__Exercise aim__: From the data below, pick out every line that contains the string "water", and copy each one in full. Case counts.

__Extracted material__:
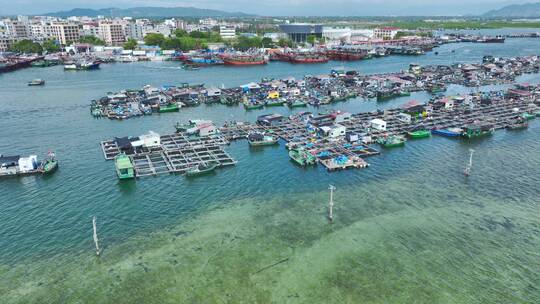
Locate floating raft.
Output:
[101,133,237,177]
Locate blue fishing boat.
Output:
[431,128,463,137]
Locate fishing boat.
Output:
[288,99,307,108]
[28,79,45,86]
[264,99,285,107]
[64,60,100,71]
[377,135,407,148]
[244,102,264,110]
[186,162,218,176]
[159,103,180,113]
[114,153,135,179]
[521,113,536,120]
[0,152,58,177]
[38,152,58,174]
[407,130,431,139]
[461,124,495,139]
[30,60,58,68]
[431,128,463,137]
[247,132,279,147]
[506,117,529,130]
[222,54,268,66]
[289,148,317,166]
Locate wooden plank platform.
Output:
[101,133,237,177]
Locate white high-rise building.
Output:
[124,22,144,40]
[99,20,126,45]
[4,19,30,38]
[219,25,236,39]
[51,22,81,45]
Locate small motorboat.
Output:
[28,79,45,86]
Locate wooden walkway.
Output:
[101,133,236,177]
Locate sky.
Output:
[0,0,528,16]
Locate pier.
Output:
[101,84,540,177]
[91,56,540,120]
[101,133,236,177]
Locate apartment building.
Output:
[51,22,81,45]
[219,25,236,39]
[99,20,126,45]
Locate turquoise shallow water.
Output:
[0,30,540,303]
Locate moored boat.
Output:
[377,135,407,148]
[0,152,58,177]
[407,130,431,139]
[461,124,495,139]
[38,152,58,174]
[506,117,529,130]
[186,162,218,176]
[222,54,268,66]
[28,79,45,86]
[289,148,317,166]
[264,99,285,107]
[114,153,135,179]
[288,99,307,108]
[247,132,279,147]
[431,128,463,137]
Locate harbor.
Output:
[90,56,540,120]
[101,85,540,177]
[0,25,540,303]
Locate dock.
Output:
[101,133,237,177]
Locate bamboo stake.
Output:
[92,216,100,256]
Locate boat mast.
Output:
[328,185,336,222]
[92,216,100,256]
[463,149,474,176]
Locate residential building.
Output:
[81,22,100,37]
[199,18,218,28]
[279,23,323,42]
[0,36,17,52]
[124,22,144,41]
[51,21,81,45]
[4,19,30,38]
[322,26,351,43]
[373,26,399,39]
[219,25,236,39]
[99,20,126,45]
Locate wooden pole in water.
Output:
[92,216,99,256]
[463,149,474,176]
[328,185,336,222]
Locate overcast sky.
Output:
[0,0,528,16]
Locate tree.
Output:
[173,29,189,38]
[160,38,182,50]
[9,39,43,54]
[43,39,60,53]
[261,37,274,47]
[144,33,165,45]
[189,31,210,38]
[79,36,105,45]
[124,38,137,50]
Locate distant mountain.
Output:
[483,2,540,18]
[45,7,252,18]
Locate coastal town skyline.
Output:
[0,0,523,16]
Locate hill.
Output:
[44,7,250,18]
[483,2,540,18]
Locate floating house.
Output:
[319,124,347,138]
[369,118,386,131]
[257,114,283,126]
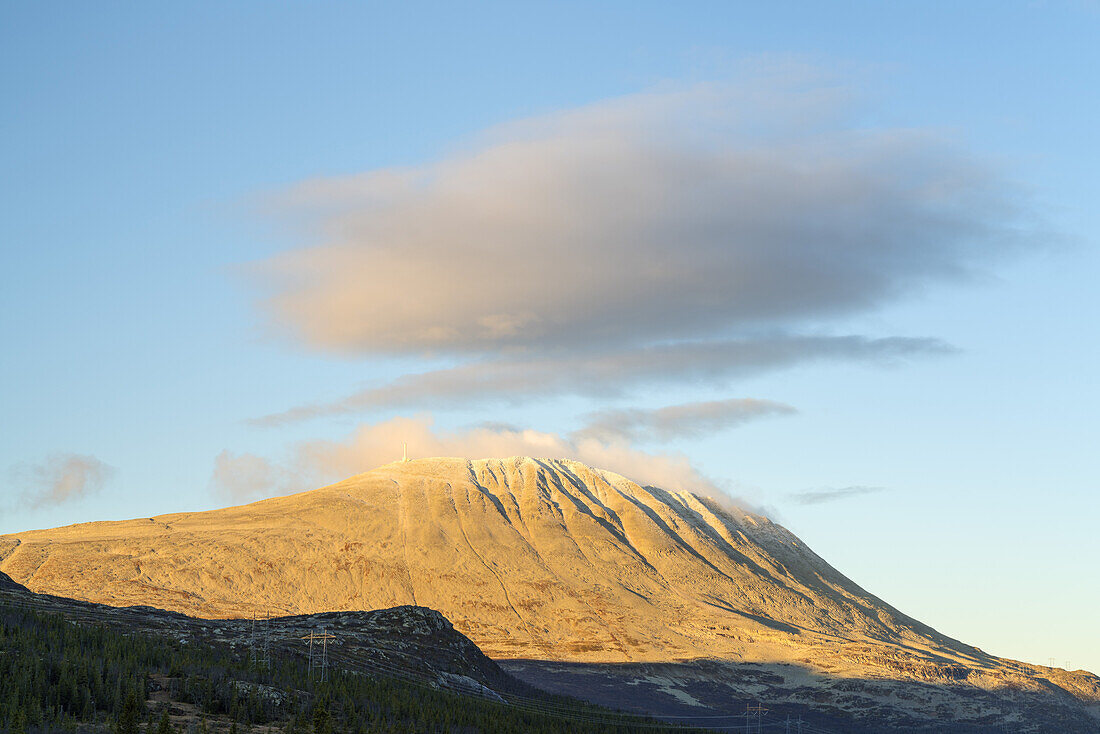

__Worked solution__:
Locate turquoise shallow water.
Locate wooden pole in water.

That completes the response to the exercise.